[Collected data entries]

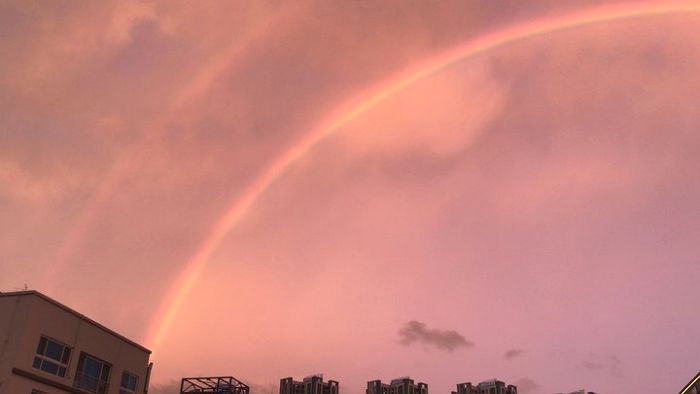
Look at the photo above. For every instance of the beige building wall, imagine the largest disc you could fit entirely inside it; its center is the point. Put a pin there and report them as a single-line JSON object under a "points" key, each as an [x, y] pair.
{"points": [[27, 316]]}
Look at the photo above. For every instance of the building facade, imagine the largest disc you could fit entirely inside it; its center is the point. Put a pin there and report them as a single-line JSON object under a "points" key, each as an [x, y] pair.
{"points": [[493, 386], [48, 348], [313, 384], [403, 385]]}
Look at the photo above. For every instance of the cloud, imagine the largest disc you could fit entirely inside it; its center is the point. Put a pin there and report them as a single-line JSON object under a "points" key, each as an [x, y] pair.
{"points": [[609, 363], [454, 121], [172, 387], [526, 385], [448, 340], [512, 353]]}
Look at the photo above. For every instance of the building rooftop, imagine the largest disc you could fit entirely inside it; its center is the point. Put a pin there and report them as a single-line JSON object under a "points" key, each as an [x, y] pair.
{"points": [[77, 314]]}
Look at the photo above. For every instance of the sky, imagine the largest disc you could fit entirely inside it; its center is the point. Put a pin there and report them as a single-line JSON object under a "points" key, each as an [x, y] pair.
{"points": [[455, 191]]}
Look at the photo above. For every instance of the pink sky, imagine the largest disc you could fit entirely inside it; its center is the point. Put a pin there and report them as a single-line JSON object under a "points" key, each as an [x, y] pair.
{"points": [[533, 207]]}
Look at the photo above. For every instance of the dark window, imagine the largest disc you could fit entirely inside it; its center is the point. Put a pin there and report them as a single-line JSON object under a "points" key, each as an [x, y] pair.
{"points": [[92, 374], [51, 356], [128, 384]]}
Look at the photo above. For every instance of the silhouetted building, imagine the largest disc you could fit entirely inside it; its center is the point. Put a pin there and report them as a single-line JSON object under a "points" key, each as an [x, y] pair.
{"points": [[213, 385], [493, 386], [46, 347], [403, 385], [313, 384], [693, 387]]}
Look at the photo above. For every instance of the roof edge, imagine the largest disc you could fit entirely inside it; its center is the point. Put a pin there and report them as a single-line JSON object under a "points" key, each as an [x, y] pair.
{"points": [[76, 313]]}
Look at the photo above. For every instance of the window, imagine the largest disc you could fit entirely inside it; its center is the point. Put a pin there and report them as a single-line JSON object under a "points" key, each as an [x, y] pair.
{"points": [[128, 385], [52, 357], [92, 374]]}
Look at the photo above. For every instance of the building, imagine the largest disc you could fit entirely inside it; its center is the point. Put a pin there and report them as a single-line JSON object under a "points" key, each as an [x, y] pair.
{"points": [[313, 384], [693, 387], [402, 385], [493, 386], [48, 348]]}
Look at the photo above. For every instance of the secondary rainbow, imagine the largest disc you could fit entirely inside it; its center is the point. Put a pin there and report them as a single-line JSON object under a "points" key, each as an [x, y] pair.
{"points": [[353, 108]]}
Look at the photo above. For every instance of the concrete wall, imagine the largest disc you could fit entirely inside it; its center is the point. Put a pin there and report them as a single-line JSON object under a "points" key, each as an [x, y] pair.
{"points": [[35, 316]]}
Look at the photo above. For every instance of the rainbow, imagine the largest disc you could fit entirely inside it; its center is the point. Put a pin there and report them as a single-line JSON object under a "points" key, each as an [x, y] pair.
{"points": [[353, 108], [197, 87]]}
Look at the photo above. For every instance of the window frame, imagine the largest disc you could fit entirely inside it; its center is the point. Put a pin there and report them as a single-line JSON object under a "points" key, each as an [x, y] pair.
{"points": [[102, 384], [40, 356]]}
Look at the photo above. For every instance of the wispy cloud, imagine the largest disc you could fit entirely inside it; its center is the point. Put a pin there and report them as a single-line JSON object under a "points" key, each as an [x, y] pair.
{"points": [[526, 385], [609, 363], [417, 332], [512, 353]]}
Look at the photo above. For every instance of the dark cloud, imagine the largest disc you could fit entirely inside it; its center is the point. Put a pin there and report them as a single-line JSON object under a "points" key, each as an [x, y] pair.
{"points": [[512, 353], [448, 340], [526, 385]]}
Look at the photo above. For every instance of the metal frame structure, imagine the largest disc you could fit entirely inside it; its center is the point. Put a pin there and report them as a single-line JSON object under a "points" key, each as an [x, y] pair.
{"points": [[214, 385]]}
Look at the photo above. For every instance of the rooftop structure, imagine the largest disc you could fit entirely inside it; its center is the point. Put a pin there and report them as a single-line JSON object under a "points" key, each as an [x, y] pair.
{"points": [[312, 384], [402, 385], [215, 385], [493, 386]]}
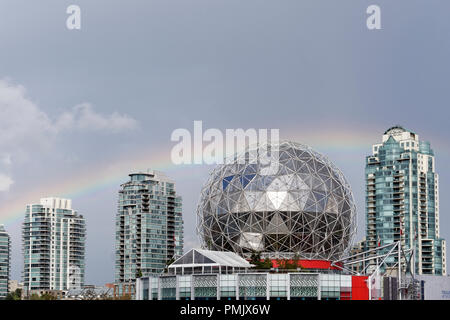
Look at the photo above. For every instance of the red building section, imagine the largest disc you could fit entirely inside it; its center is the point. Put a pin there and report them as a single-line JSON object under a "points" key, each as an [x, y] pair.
{"points": [[360, 290]]}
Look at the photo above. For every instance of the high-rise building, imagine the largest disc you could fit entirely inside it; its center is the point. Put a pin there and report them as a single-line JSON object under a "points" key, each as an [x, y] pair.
{"points": [[53, 246], [5, 254], [402, 199], [149, 226]]}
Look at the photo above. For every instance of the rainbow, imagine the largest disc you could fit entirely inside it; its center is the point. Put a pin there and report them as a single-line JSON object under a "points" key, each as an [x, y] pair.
{"points": [[84, 181]]}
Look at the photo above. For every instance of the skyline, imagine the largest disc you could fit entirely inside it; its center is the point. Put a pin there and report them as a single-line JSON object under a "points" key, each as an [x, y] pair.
{"points": [[311, 69]]}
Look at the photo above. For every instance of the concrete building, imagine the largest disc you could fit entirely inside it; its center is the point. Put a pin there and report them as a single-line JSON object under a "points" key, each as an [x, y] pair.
{"points": [[53, 246], [149, 226], [214, 275], [402, 199], [5, 256]]}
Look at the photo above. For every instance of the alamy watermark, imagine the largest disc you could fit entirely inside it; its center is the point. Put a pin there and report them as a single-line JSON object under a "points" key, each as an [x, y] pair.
{"points": [[212, 146]]}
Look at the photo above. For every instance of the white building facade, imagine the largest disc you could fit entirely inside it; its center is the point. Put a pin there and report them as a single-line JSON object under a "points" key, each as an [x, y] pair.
{"points": [[53, 239]]}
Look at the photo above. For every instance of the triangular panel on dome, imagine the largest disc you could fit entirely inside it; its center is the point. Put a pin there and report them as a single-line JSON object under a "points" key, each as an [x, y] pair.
{"points": [[226, 181], [276, 197], [277, 225]]}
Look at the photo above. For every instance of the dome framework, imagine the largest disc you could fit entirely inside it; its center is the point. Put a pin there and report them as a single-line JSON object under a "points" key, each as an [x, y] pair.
{"points": [[301, 207]]}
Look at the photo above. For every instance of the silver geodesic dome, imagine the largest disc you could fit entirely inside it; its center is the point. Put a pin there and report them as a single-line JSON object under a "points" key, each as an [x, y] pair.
{"points": [[297, 204]]}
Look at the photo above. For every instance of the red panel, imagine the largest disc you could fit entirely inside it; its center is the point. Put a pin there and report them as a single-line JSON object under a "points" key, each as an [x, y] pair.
{"points": [[360, 291]]}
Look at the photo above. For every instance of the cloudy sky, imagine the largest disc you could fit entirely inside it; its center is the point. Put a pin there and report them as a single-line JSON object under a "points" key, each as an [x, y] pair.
{"points": [[81, 109]]}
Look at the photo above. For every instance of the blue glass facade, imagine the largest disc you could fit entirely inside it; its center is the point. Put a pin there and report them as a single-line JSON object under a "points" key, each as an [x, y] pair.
{"points": [[5, 246], [53, 238], [149, 226], [402, 199]]}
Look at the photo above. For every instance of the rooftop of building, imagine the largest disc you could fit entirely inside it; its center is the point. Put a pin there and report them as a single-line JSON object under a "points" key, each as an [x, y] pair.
{"points": [[200, 257]]}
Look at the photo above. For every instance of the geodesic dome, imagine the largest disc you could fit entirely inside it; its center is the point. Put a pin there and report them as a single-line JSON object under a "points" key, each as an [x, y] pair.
{"points": [[296, 205]]}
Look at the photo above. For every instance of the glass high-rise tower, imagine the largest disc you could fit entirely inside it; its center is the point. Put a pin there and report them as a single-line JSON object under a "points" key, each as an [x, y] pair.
{"points": [[53, 238], [402, 199], [149, 226], [5, 255]]}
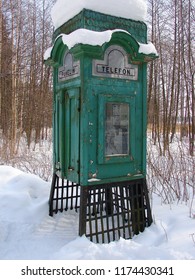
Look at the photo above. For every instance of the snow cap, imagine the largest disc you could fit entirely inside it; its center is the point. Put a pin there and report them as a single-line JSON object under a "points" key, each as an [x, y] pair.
{"points": [[63, 10]]}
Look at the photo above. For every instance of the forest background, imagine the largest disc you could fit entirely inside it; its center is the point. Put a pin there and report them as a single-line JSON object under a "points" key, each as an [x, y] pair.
{"points": [[26, 90]]}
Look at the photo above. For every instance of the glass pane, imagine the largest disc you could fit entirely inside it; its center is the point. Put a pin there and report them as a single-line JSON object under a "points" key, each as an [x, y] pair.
{"points": [[117, 129]]}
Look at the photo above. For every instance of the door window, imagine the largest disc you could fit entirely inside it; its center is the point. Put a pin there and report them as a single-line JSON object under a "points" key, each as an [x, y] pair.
{"points": [[117, 129]]}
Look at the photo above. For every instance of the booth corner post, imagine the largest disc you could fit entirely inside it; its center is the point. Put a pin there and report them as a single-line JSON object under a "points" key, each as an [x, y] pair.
{"points": [[99, 128]]}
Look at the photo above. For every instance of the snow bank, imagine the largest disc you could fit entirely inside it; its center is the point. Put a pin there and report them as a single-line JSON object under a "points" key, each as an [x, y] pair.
{"points": [[28, 232], [64, 10]]}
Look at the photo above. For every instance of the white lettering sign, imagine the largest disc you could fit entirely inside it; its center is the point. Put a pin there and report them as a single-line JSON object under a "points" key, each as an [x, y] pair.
{"points": [[115, 65]]}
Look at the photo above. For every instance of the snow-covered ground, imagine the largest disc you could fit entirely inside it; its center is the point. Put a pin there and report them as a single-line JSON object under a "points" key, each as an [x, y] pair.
{"points": [[28, 232]]}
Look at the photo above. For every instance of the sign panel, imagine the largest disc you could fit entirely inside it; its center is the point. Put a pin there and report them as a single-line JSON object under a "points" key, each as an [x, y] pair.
{"points": [[70, 69], [115, 65]]}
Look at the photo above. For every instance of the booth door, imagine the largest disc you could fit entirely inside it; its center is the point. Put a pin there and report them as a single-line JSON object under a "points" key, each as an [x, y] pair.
{"points": [[117, 136], [72, 135]]}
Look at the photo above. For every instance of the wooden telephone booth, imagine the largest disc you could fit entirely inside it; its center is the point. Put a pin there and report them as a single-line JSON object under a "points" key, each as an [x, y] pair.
{"points": [[99, 125]]}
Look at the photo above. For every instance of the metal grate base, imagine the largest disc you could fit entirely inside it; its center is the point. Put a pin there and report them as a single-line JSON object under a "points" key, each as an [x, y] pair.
{"points": [[107, 212]]}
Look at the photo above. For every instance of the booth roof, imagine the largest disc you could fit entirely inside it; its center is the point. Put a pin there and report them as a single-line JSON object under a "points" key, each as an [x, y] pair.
{"points": [[94, 38], [63, 10]]}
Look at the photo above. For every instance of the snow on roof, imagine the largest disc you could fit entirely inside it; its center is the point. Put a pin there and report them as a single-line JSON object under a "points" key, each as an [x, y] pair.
{"points": [[95, 38], [63, 10]]}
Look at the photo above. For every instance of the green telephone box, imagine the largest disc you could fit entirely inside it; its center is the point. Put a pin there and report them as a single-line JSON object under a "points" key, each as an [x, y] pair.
{"points": [[99, 122]]}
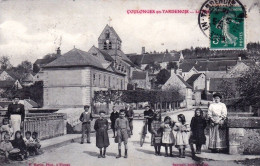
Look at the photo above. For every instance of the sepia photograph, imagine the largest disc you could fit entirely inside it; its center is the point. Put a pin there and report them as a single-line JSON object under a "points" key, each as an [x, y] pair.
{"points": [[129, 82]]}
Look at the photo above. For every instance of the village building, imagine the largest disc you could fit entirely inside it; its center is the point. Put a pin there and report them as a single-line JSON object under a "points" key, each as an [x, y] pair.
{"points": [[176, 82], [163, 59], [140, 80], [71, 79]]}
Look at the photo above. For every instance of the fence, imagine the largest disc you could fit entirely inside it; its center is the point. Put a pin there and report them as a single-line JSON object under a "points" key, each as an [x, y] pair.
{"points": [[45, 124]]}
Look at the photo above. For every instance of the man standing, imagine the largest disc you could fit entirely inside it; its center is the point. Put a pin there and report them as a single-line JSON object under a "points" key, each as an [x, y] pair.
{"points": [[148, 115], [16, 115], [86, 118], [130, 117], [113, 116]]}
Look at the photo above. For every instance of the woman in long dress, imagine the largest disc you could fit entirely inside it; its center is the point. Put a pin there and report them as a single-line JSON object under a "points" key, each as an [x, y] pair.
{"points": [[16, 115], [217, 114]]}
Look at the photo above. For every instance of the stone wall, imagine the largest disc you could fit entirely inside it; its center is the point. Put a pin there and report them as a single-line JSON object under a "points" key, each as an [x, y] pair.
{"points": [[244, 135]]}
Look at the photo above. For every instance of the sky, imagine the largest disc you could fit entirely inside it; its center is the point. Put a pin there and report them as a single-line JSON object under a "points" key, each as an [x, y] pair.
{"points": [[30, 29]]}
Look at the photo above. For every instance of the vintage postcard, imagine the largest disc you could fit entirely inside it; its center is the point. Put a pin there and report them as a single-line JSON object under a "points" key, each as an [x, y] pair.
{"points": [[129, 82]]}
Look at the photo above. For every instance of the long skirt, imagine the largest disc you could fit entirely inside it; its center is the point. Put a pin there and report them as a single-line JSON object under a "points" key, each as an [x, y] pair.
{"points": [[16, 123], [217, 137]]}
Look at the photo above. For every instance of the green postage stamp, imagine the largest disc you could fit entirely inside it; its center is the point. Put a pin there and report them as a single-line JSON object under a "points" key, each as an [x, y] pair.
{"points": [[227, 28]]}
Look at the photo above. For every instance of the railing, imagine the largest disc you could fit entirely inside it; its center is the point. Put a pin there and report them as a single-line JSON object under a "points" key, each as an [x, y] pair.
{"points": [[47, 125]]}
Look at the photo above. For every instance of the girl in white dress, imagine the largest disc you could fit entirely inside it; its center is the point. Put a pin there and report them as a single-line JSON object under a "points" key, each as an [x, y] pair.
{"points": [[217, 114], [182, 136], [168, 137]]}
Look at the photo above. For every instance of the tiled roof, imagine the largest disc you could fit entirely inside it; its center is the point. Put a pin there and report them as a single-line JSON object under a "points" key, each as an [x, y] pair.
{"points": [[157, 57], [193, 78], [79, 58], [138, 75], [215, 84], [4, 104], [210, 65], [114, 53], [7, 84], [76, 57], [32, 103], [184, 82]]}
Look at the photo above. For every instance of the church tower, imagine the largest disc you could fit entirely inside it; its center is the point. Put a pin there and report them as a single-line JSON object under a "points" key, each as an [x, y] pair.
{"points": [[109, 39]]}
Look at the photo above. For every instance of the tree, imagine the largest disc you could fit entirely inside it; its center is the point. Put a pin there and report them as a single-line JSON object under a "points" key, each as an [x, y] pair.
{"points": [[5, 62], [162, 76], [249, 86], [172, 65], [152, 67], [25, 66]]}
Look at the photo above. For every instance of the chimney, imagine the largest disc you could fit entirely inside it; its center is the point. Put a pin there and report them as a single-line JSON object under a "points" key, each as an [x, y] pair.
{"points": [[58, 51], [143, 50]]}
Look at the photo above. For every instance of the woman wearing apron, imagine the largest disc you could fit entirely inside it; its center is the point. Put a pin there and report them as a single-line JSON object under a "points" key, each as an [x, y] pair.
{"points": [[16, 115]]}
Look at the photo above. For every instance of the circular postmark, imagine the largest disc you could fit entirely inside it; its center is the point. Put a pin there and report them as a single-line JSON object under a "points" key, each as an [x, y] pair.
{"points": [[206, 9]]}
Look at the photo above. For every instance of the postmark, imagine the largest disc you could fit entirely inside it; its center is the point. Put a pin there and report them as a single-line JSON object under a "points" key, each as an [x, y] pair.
{"points": [[204, 12], [227, 27]]}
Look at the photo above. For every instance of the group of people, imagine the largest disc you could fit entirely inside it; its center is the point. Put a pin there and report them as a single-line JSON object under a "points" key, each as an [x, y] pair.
{"points": [[185, 134], [20, 147], [12, 143], [121, 125]]}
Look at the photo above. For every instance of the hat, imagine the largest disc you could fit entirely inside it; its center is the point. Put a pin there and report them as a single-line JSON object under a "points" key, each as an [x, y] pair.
{"points": [[86, 106], [147, 106], [217, 95]]}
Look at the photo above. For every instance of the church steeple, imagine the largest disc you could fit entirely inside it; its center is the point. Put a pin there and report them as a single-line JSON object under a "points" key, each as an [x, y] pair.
{"points": [[109, 39]]}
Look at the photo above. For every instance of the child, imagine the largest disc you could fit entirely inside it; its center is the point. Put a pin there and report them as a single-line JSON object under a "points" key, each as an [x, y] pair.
{"points": [[168, 137], [36, 142], [113, 116], [6, 147], [102, 140], [182, 135], [29, 143], [198, 125], [86, 118], [6, 128], [122, 128], [156, 130], [19, 143]]}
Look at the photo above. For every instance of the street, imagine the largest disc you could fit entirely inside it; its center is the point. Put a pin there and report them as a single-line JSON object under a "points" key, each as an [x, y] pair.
{"points": [[76, 154]]}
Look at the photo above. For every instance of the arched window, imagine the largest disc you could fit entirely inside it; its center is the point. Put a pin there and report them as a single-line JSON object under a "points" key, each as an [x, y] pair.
{"points": [[110, 45], [105, 46]]}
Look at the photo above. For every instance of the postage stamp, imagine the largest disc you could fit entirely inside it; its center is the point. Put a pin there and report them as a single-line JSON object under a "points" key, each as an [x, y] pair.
{"points": [[227, 27]]}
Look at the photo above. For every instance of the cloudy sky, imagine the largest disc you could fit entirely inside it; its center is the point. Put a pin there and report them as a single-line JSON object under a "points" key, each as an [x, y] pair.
{"points": [[30, 29]]}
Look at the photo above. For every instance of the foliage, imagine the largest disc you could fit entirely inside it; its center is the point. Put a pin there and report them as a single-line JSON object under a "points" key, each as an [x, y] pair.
{"points": [[249, 86], [135, 96], [152, 67], [162, 76], [172, 65], [5, 62], [228, 89]]}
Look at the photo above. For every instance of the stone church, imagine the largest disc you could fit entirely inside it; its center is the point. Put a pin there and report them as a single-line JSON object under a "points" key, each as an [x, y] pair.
{"points": [[71, 80]]}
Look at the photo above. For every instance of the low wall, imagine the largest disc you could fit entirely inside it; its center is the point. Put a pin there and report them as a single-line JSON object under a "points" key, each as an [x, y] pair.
{"points": [[244, 134]]}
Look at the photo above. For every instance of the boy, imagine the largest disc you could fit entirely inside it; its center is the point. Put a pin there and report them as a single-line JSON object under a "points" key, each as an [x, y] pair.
{"points": [[6, 127], [130, 117], [36, 142], [29, 142], [86, 118], [102, 140], [122, 128], [6, 147], [113, 116]]}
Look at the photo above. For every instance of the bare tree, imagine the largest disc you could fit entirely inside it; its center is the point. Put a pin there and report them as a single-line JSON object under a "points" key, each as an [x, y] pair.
{"points": [[5, 62]]}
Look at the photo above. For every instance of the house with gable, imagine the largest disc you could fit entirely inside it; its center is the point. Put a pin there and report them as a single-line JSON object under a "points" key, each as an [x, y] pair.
{"points": [[71, 80], [163, 59], [140, 79], [178, 83]]}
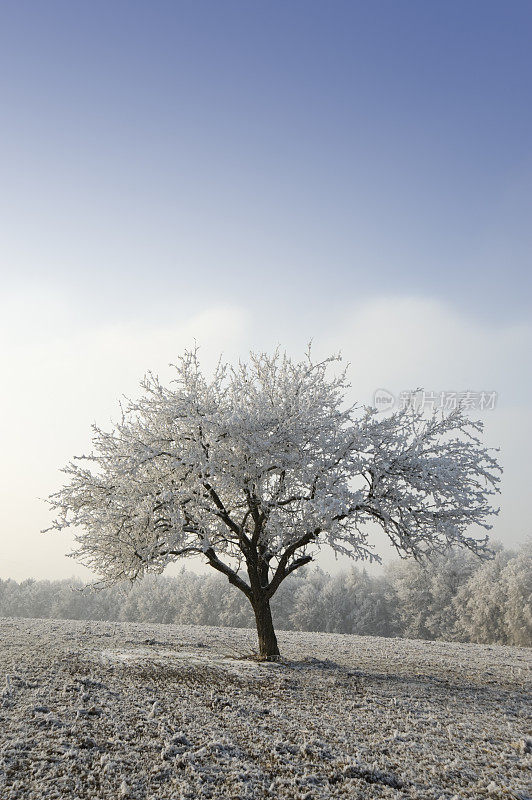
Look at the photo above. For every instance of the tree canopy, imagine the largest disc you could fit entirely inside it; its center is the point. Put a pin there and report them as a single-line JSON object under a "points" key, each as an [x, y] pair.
{"points": [[259, 465]]}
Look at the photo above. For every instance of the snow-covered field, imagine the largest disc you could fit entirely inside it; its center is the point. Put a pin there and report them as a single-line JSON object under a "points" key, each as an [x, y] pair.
{"points": [[105, 710]]}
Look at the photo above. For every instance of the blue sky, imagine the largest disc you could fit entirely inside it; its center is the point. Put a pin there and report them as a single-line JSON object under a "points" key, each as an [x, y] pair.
{"points": [[252, 173]]}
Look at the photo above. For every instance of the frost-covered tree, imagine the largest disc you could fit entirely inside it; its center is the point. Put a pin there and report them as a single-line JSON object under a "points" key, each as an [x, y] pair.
{"points": [[481, 603], [257, 467], [518, 579]]}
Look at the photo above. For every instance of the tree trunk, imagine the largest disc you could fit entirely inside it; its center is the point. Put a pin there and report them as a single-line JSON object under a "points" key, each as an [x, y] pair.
{"points": [[268, 648]]}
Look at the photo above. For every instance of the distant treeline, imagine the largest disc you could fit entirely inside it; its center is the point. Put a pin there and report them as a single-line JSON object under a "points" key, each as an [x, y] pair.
{"points": [[454, 597]]}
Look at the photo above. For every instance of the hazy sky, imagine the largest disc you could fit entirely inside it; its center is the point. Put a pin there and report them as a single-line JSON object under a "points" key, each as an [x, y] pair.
{"points": [[247, 174]]}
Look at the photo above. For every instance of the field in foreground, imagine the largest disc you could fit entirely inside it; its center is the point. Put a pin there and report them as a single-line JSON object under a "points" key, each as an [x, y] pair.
{"points": [[105, 710]]}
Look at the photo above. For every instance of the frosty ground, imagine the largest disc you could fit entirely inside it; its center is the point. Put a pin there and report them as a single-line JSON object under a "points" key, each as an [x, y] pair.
{"points": [[105, 710]]}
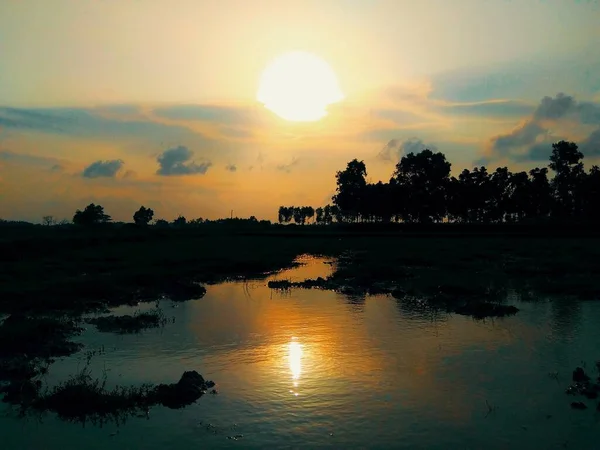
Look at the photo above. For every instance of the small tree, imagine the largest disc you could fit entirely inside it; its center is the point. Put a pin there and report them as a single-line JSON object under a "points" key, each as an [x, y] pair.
{"points": [[298, 214], [180, 221], [319, 213], [48, 220], [161, 223], [143, 216], [91, 215]]}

** Task prompt **
Go to the line containing "Look at the photo above. For every instance of the frosty" and set it down, along with every later line through the last one, exactly as written and without the pictures.

** Answer to the problem **
Look at the photo above. For every instance of the frosty ground, imagine the largest disc you could fit entirely inside it; its center is the point. Put a pin there and report them as a single-line JSON object under a "points" key, each as an [x, y] pair.
{"points": [[105, 710]]}
Look at the photo above. For every instance of the small tree, imagine the largest disc you could fit entirely inside it; its center is the point. Put a pin there and report them as a single-line JSON object under a "points" key, each as an [x, y] pair.
{"points": [[298, 214], [180, 221], [319, 213], [48, 220], [161, 223], [143, 216], [91, 215]]}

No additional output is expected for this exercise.